**WHAT YOU HAVE TO DO**
Pick out and copy every line of the listing below that contains the string "skyscraper". Case counts.
— start of RECORDS FOR THE EXERCISE —
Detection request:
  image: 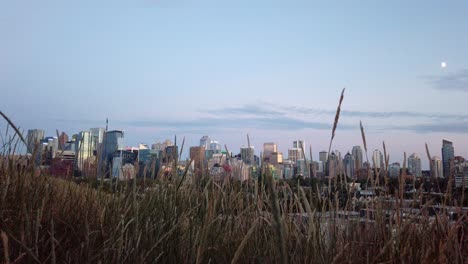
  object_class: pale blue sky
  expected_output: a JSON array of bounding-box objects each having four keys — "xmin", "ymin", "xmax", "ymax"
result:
[{"xmin": 0, "ymin": 0, "xmax": 468, "ymax": 167}]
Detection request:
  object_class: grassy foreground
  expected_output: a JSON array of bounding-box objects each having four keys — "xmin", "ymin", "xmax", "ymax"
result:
[{"xmin": 0, "ymin": 161, "xmax": 468, "ymax": 263}]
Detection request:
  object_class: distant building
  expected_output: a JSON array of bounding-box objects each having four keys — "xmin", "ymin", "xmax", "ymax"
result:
[
  {"xmin": 288, "ymin": 148, "xmax": 302, "ymax": 163},
  {"xmin": 372, "ymin": 149, "xmax": 384, "ymax": 169},
  {"xmin": 408, "ymin": 153, "xmax": 422, "ymax": 177},
  {"xmin": 75, "ymin": 131, "xmax": 95, "ymax": 171},
  {"xmin": 26, "ymin": 129, "xmax": 45, "ymax": 153},
  {"xmin": 442, "ymin": 139, "xmax": 455, "ymax": 178},
  {"xmin": 190, "ymin": 146, "xmax": 205, "ymax": 177},
  {"xmin": 326, "ymin": 152, "xmax": 340, "ymax": 178},
  {"xmin": 343, "ymin": 152, "xmax": 356, "ymax": 179},
  {"xmin": 454, "ymin": 161, "xmax": 468, "ymax": 189},
  {"xmin": 241, "ymin": 146, "xmax": 255, "ymax": 165},
  {"xmin": 293, "ymin": 140, "xmax": 306, "ymax": 159},
  {"xmin": 388, "ymin": 162, "xmax": 401, "ymax": 178},
  {"xmin": 102, "ymin": 130, "xmax": 124, "ymax": 174},
  {"xmin": 270, "ymin": 152, "xmax": 283, "ymax": 165},
  {"xmin": 431, "ymin": 156, "xmax": 444, "ymax": 178},
  {"xmin": 352, "ymin": 146, "xmax": 363, "ymax": 171},
  {"xmin": 319, "ymin": 150, "xmax": 328, "ymax": 162},
  {"xmin": 263, "ymin": 142, "xmax": 278, "ymax": 162},
  {"xmin": 199, "ymin": 136, "xmax": 211, "ymax": 150},
  {"xmin": 58, "ymin": 132, "xmax": 68, "ymax": 150}
]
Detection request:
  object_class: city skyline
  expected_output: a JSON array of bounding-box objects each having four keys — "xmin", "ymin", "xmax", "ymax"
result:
[{"xmin": 0, "ymin": 1, "xmax": 468, "ymax": 168}]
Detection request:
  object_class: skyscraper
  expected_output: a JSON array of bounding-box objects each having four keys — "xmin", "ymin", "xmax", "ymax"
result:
[
  {"xmin": 293, "ymin": 140, "xmax": 306, "ymax": 159},
  {"xmin": 288, "ymin": 148, "xmax": 301, "ymax": 163},
  {"xmin": 442, "ymin": 139, "xmax": 455, "ymax": 178},
  {"xmin": 263, "ymin": 142, "xmax": 278, "ymax": 162},
  {"xmin": 388, "ymin": 162, "xmax": 401, "ymax": 178},
  {"xmin": 26, "ymin": 129, "xmax": 45, "ymax": 153},
  {"xmin": 408, "ymin": 153, "xmax": 422, "ymax": 177},
  {"xmin": 75, "ymin": 131, "xmax": 94, "ymax": 171},
  {"xmin": 431, "ymin": 156, "xmax": 444, "ymax": 178},
  {"xmin": 343, "ymin": 152, "xmax": 356, "ymax": 179},
  {"xmin": 99, "ymin": 130, "xmax": 124, "ymax": 173},
  {"xmin": 372, "ymin": 149, "xmax": 383, "ymax": 169},
  {"xmin": 319, "ymin": 150, "xmax": 328, "ymax": 162},
  {"xmin": 190, "ymin": 146, "xmax": 205, "ymax": 177},
  {"xmin": 200, "ymin": 136, "xmax": 211, "ymax": 150},
  {"xmin": 352, "ymin": 146, "xmax": 362, "ymax": 171},
  {"xmin": 241, "ymin": 146, "xmax": 255, "ymax": 165}
]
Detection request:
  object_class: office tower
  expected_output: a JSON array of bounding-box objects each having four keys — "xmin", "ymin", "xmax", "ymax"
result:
[
  {"xmin": 209, "ymin": 140, "xmax": 221, "ymax": 153},
  {"xmin": 288, "ymin": 148, "xmax": 301, "ymax": 164},
  {"xmin": 319, "ymin": 150, "xmax": 328, "ymax": 162},
  {"xmin": 75, "ymin": 131, "xmax": 94, "ymax": 171},
  {"xmin": 343, "ymin": 152, "xmax": 356, "ymax": 179},
  {"xmin": 352, "ymin": 146, "xmax": 363, "ymax": 171},
  {"xmin": 263, "ymin": 142, "xmax": 278, "ymax": 162},
  {"xmin": 388, "ymin": 162, "xmax": 401, "ymax": 178},
  {"xmin": 431, "ymin": 156, "xmax": 444, "ymax": 178},
  {"xmin": 442, "ymin": 139, "xmax": 455, "ymax": 178},
  {"xmin": 101, "ymin": 130, "xmax": 124, "ymax": 162},
  {"xmin": 326, "ymin": 152, "xmax": 339, "ymax": 178},
  {"xmin": 270, "ymin": 152, "xmax": 283, "ymax": 165},
  {"xmin": 190, "ymin": 146, "xmax": 205, "ymax": 177},
  {"xmin": 293, "ymin": 140, "xmax": 306, "ymax": 159},
  {"xmin": 59, "ymin": 132, "xmax": 68, "ymax": 150},
  {"xmin": 199, "ymin": 136, "xmax": 211, "ymax": 150},
  {"xmin": 372, "ymin": 149, "xmax": 384, "ymax": 169},
  {"xmin": 163, "ymin": 146, "xmax": 179, "ymax": 163},
  {"xmin": 36, "ymin": 137, "xmax": 58, "ymax": 165},
  {"xmin": 26, "ymin": 129, "xmax": 45, "ymax": 153},
  {"xmin": 241, "ymin": 146, "xmax": 255, "ymax": 165},
  {"xmin": 408, "ymin": 153, "xmax": 422, "ymax": 177}
]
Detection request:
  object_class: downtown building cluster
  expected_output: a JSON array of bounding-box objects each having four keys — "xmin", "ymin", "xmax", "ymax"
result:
[{"xmin": 23, "ymin": 128, "xmax": 468, "ymax": 187}]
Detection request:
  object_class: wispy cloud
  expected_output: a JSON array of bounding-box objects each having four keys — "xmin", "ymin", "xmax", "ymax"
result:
[
  {"xmin": 388, "ymin": 122, "xmax": 468, "ymax": 134},
  {"xmin": 121, "ymin": 116, "xmax": 353, "ymax": 131},
  {"xmin": 428, "ymin": 69, "xmax": 468, "ymax": 92},
  {"xmin": 202, "ymin": 103, "xmax": 468, "ymax": 120}
]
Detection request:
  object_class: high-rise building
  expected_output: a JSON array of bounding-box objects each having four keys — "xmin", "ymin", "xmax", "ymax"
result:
[
  {"xmin": 442, "ymin": 139, "xmax": 455, "ymax": 178},
  {"xmin": 372, "ymin": 149, "xmax": 384, "ymax": 169},
  {"xmin": 293, "ymin": 140, "xmax": 306, "ymax": 159},
  {"xmin": 326, "ymin": 152, "xmax": 340, "ymax": 178},
  {"xmin": 263, "ymin": 142, "xmax": 278, "ymax": 162},
  {"xmin": 75, "ymin": 131, "xmax": 95, "ymax": 171},
  {"xmin": 241, "ymin": 146, "xmax": 255, "ymax": 165},
  {"xmin": 59, "ymin": 132, "xmax": 68, "ymax": 150},
  {"xmin": 288, "ymin": 148, "xmax": 301, "ymax": 164},
  {"xmin": 319, "ymin": 150, "xmax": 328, "ymax": 162},
  {"xmin": 190, "ymin": 146, "xmax": 205, "ymax": 177},
  {"xmin": 100, "ymin": 130, "xmax": 124, "ymax": 170},
  {"xmin": 431, "ymin": 156, "xmax": 444, "ymax": 178},
  {"xmin": 26, "ymin": 129, "xmax": 45, "ymax": 153},
  {"xmin": 343, "ymin": 152, "xmax": 356, "ymax": 179},
  {"xmin": 388, "ymin": 162, "xmax": 401, "ymax": 178},
  {"xmin": 408, "ymin": 153, "xmax": 422, "ymax": 177},
  {"xmin": 270, "ymin": 152, "xmax": 283, "ymax": 165},
  {"xmin": 352, "ymin": 146, "xmax": 363, "ymax": 171},
  {"xmin": 199, "ymin": 136, "xmax": 211, "ymax": 149}
]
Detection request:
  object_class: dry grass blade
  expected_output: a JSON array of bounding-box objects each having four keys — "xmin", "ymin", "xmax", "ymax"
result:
[
  {"xmin": 1, "ymin": 231, "xmax": 10, "ymax": 264},
  {"xmin": 231, "ymin": 218, "xmax": 259, "ymax": 264},
  {"xmin": 328, "ymin": 88, "xmax": 346, "ymax": 155}
]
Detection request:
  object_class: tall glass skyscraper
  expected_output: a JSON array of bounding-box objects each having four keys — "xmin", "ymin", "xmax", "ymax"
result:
[
  {"xmin": 442, "ymin": 139, "xmax": 455, "ymax": 178},
  {"xmin": 352, "ymin": 146, "xmax": 362, "ymax": 170}
]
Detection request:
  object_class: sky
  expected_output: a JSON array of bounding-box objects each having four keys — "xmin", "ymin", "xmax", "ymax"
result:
[{"xmin": 0, "ymin": 0, "xmax": 468, "ymax": 167}]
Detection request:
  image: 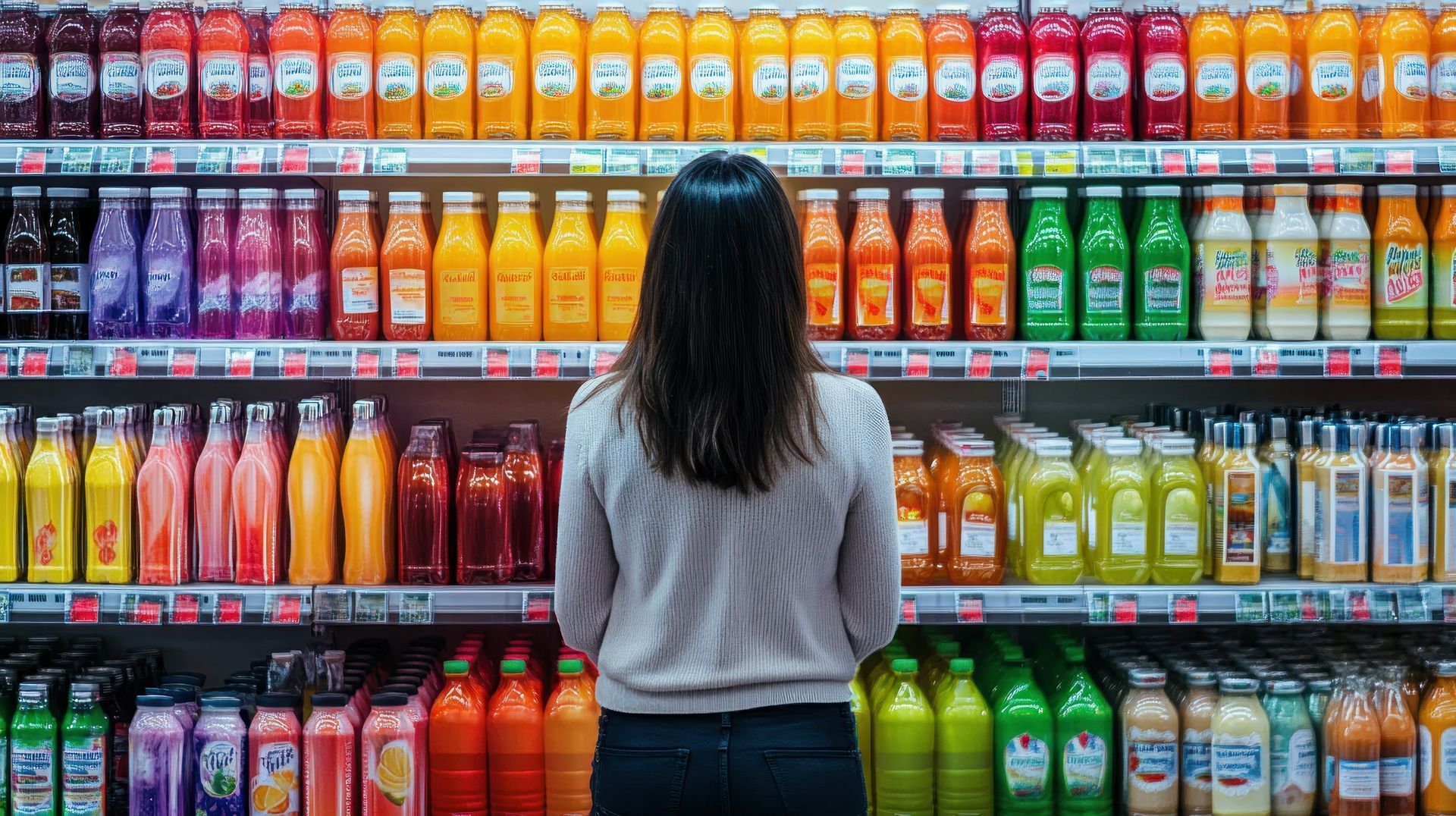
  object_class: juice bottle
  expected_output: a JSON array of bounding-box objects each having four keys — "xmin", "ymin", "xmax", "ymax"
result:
[
  {"xmin": 489, "ymin": 193, "xmax": 543, "ymax": 343},
  {"xmin": 587, "ymin": 3, "xmax": 638, "ymax": 140},
  {"xmin": 1188, "ymin": 0, "xmax": 1244, "ymax": 140},
  {"xmin": 687, "ymin": 3, "xmax": 738, "ymax": 141},
  {"xmin": 1370, "ymin": 184, "xmax": 1431, "ymax": 340},
  {"xmin": 833, "ymin": 8, "xmax": 880, "ymax": 141},
  {"xmin": 975, "ymin": 0, "xmax": 1029, "ymax": 141},
  {"xmin": 1241, "ymin": 0, "xmax": 1293, "ymax": 139},
  {"xmin": 374, "ymin": 0, "xmax": 424, "ymax": 139},
  {"xmin": 323, "ymin": 0, "xmax": 374, "ymax": 139},
  {"xmin": 789, "ymin": 6, "xmax": 838, "ymax": 141},
  {"xmin": 429, "ymin": 193, "xmax": 489, "ymax": 341},
  {"xmin": 475, "ymin": 2, "xmax": 532, "ymax": 139},
  {"xmin": 1029, "ymin": 0, "xmax": 1082, "ymax": 141}
]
— end of RECORDS FOR THE EXERCISE —
**SOLUTION BELOW**
  object_class: skyscraper
  object_class: tall glass skyscraper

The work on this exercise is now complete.